### Task details
All of the entries must appear again exactly as written.

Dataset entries

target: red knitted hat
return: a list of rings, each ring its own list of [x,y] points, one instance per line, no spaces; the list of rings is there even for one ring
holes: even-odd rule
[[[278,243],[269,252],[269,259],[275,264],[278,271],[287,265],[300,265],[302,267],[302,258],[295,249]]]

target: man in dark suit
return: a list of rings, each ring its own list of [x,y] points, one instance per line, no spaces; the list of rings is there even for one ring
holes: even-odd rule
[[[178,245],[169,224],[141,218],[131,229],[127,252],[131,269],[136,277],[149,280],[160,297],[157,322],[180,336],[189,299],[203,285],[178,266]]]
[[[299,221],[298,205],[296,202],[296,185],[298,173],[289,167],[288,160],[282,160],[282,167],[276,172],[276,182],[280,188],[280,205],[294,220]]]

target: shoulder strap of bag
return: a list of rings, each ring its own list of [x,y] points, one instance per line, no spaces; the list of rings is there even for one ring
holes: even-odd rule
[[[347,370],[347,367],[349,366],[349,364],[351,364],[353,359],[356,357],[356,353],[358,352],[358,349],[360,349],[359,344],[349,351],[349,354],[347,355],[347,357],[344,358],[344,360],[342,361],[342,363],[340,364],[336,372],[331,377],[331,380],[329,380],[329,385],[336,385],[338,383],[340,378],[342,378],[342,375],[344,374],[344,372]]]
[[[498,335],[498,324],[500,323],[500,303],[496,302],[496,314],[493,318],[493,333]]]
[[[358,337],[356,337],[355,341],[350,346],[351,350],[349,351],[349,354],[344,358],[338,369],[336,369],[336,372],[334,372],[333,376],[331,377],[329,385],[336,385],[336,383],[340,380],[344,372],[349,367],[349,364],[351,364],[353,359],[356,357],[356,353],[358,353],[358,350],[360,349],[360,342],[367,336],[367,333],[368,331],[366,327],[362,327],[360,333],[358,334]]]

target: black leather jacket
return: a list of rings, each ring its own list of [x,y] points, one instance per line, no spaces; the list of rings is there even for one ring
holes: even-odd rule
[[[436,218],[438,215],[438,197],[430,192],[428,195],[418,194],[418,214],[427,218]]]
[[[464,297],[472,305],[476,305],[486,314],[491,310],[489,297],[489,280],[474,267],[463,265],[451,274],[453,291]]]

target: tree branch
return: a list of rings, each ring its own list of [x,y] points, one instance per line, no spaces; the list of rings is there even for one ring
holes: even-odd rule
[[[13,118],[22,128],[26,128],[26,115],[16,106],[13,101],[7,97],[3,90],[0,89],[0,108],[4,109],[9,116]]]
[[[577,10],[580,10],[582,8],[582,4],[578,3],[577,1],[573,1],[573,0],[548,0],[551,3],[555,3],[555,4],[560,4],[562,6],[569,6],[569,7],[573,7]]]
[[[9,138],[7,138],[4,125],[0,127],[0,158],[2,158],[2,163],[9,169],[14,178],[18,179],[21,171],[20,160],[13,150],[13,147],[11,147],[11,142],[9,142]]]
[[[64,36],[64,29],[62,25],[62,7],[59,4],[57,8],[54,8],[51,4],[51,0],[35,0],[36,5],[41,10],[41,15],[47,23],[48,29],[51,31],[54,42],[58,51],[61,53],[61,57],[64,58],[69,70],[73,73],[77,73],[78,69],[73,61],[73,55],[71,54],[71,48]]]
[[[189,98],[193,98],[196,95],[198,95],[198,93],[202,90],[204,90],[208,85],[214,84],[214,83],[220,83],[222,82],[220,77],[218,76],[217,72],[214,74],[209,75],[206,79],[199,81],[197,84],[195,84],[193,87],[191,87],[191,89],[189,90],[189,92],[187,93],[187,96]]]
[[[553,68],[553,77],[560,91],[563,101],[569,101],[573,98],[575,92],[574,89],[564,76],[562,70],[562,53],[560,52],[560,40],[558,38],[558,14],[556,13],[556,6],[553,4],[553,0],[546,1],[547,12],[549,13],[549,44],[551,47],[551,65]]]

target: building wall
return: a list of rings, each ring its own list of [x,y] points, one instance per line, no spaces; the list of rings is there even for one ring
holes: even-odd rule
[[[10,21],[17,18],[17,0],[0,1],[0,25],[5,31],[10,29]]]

### Task result
target: red knitted hat
return: a list of rings, each ring its own list of [x,y] points, one instance per line, no spaces; the list of rings is there even for one ring
holes: even-odd rule
[[[278,243],[269,252],[269,259],[275,264],[278,271],[287,265],[300,265],[302,267],[302,258],[295,249]]]

target: man in dark suit
return: a list of rings, each ring its own list of [x,y] points, one instance per line, no spaces; the list of rings is there even for one ring
holes: even-odd rule
[[[178,245],[169,224],[141,218],[131,229],[127,252],[131,269],[136,277],[149,280],[160,297],[157,322],[180,336],[189,299],[203,285],[178,266]]]
[[[299,221],[298,205],[296,202],[296,185],[298,173],[289,167],[288,160],[282,160],[282,167],[276,172],[276,182],[280,188],[280,205],[294,220]]]

target: shoulder strap of bag
return: a list of rings, each ring its own list of [x,y] points, one instance per line, no spaces; the list of rings is there even for one ring
holes: even-odd rule
[[[347,370],[347,367],[349,366],[349,364],[351,364],[353,359],[356,357],[356,353],[358,352],[358,349],[360,349],[359,344],[349,351],[349,354],[347,355],[347,357],[344,358],[344,360],[342,361],[342,363],[340,364],[336,372],[331,377],[331,380],[329,380],[329,385],[336,385],[338,383],[340,378],[342,378],[342,375],[344,374],[344,372]]]
[[[498,335],[498,324],[500,323],[500,303],[496,302],[496,314],[493,318],[493,333]]]
[[[358,337],[356,337],[355,341],[350,346],[351,350],[349,351],[349,354],[344,358],[338,369],[336,369],[336,372],[334,372],[333,376],[331,377],[329,385],[336,385],[336,383],[340,380],[344,372],[349,367],[349,364],[351,364],[353,359],[356,357],[356,353],[358,353],[358,350],[360,349],[360,342],[367,336],[367,333],[368,331],[366,327],[362,327],[360,333],[358,334]]]

target: black leather jacket
return: a list of rings, each ring its own list of [x,y] points, one instance per line, no spaces; the list of rings is there even for one ring
holes: even-odd rule
[[[436,218],[438,215],[438,197],[430,192],[428,195],[418,194],[418,214],[427,218]]]
[[[464,297],[472,305],[476,305],[486,314],[491,310],[489,297],[489,280],[474,267],[463,265],[451,274],[453,291]]]

target: tree branch
return: a list of rings, each ring its own list of [x,y] points, one instance per line, no spaces; the list of rings is there even for one ring
holes: even-odd rule
[[[13,118],[22,128],[26,128],[26,115],[16,106],[13,101],[7,97],[3,90],[0,89],[0,108],[4,109],[9,116]]]
[[[577,10],[580,10],[582,8],[582,4],[578,3],[577,1],[573,1],[573,0],[548,0],[551,3],[555,3],[555,4],[560,4],[562,6],[569,6],[569,7],[573,7]]]
[[[9,138],[7,138],[4,125],[0,127],[0,158],[2,158],[2,163],[9,169],[14,178],[18,179],[21,171],[20,160],[13,150],[13,147],[11,147],[11,142],[9,142]]]
[[[64,36],[64,29],[62,25],[62,7],[59,4],[57,8],[54,8],[51,4],[51,0],[35,0],[36,5],[41,10],[41,15],[47,23],[48,29],[51,31],[54,42],[58,51],[61,53],[61,57],[64,58],[69,70],[73,73],[77,73],[78,69],[73,61],[73,55],[71,54],[71,48]]]
[[[189,98],[193,98],[196,95],[198,95],[198,93],[202,90],[204,90],[208,85],[214,84],[214,83],[220,83],[222,82],[220,77],[218,76],[217,72],[214,74],[209,75],[206,79],[199,81],[197,84],[195,84],[193,87],[191,87],[191,89],[189,90],[189,92],[187,93],[187,96]]]
[[[553,68],[553,77],[560,91],[563,101],[569,101],[573,98],[575,92],[574,89],[564,76],[562,70],[562,53],[560,52],[560,40],[558,38],[558,14],[556,13],[556,6],[553,4],[553,0],[546,1],[547,12],[549,13],[549,44],[551,47],[551,65]]]

target: building wall
return: a list of rings, each ring its own list of [x,y] points, one instance per line, no spaces; the list of rings is there even for one ring
holes: even-odd rule
[[[10,21],[17,18],[17,0],[0,1],[0,25],[5,31],[10,29]]]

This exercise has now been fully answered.